Whenever a line in the data holds the string "clicks", copy that line.
-- SOURCE RECORDS follows --
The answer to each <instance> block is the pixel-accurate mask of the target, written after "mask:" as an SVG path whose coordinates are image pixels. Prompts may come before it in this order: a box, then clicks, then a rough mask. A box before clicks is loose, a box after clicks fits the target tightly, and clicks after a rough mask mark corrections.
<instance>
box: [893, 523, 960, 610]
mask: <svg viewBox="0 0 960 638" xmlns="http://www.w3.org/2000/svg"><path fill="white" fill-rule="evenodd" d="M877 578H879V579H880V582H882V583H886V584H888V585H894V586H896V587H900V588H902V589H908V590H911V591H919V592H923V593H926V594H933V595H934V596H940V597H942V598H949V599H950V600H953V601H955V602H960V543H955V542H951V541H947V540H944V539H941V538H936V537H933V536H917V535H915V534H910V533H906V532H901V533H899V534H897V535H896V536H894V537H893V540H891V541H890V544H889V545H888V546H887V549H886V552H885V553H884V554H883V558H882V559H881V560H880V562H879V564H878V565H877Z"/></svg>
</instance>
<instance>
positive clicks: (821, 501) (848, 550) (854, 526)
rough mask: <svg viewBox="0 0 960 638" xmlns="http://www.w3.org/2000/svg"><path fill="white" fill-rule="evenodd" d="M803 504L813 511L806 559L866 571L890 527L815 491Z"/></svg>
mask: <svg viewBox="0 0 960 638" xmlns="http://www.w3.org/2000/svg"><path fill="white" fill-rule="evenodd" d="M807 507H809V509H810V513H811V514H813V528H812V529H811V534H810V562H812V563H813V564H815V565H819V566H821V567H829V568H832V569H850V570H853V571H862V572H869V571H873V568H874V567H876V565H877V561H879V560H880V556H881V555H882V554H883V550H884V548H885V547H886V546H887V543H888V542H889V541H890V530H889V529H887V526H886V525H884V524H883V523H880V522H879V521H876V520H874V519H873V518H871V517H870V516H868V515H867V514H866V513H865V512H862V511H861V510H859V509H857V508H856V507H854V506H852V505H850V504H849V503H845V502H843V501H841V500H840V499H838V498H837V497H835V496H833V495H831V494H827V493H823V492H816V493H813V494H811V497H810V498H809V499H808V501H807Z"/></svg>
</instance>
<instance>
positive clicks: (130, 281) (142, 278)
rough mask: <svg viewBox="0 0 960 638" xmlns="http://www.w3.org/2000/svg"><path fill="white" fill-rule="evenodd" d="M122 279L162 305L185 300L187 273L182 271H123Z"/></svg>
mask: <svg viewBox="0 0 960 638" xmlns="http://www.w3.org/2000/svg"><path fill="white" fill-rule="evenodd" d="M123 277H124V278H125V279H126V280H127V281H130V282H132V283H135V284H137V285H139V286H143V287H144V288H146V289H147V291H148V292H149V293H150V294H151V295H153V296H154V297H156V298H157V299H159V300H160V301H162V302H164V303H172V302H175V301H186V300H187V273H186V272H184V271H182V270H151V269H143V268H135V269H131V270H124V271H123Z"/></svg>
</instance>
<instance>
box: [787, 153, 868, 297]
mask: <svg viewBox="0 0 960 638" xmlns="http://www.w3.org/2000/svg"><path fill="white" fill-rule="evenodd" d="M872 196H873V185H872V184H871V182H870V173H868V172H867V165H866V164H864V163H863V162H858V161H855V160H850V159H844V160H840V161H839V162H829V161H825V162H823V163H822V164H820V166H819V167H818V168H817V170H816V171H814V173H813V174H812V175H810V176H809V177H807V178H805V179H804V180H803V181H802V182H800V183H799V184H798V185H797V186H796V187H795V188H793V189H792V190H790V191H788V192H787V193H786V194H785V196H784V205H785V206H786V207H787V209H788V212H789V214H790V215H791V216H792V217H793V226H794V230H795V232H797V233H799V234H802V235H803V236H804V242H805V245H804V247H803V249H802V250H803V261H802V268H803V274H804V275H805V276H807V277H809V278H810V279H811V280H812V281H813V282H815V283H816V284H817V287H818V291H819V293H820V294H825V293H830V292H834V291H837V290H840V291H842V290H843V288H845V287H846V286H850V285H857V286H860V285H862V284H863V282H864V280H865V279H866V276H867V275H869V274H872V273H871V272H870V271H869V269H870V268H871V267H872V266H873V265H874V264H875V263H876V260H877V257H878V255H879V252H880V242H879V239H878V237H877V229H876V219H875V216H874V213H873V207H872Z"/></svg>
-- SOURCE RECORDS concluded --
*FINAL ANSWER*:
The answer to each <instance> block is the pixel-accurate mask of the target, written after "mask:" as an SVG path whose coordinates are image pixels. Prompts may come before it in this order: a box, then clicks, then a rough mask. A box before clicks is loose, a box after clicks fits the target tightly, and clicks after a rough mask mark corrections.
positive clicks: (821, 501) (848, 550) (854, 526)
positive clicks: (130, 281) (142, 278)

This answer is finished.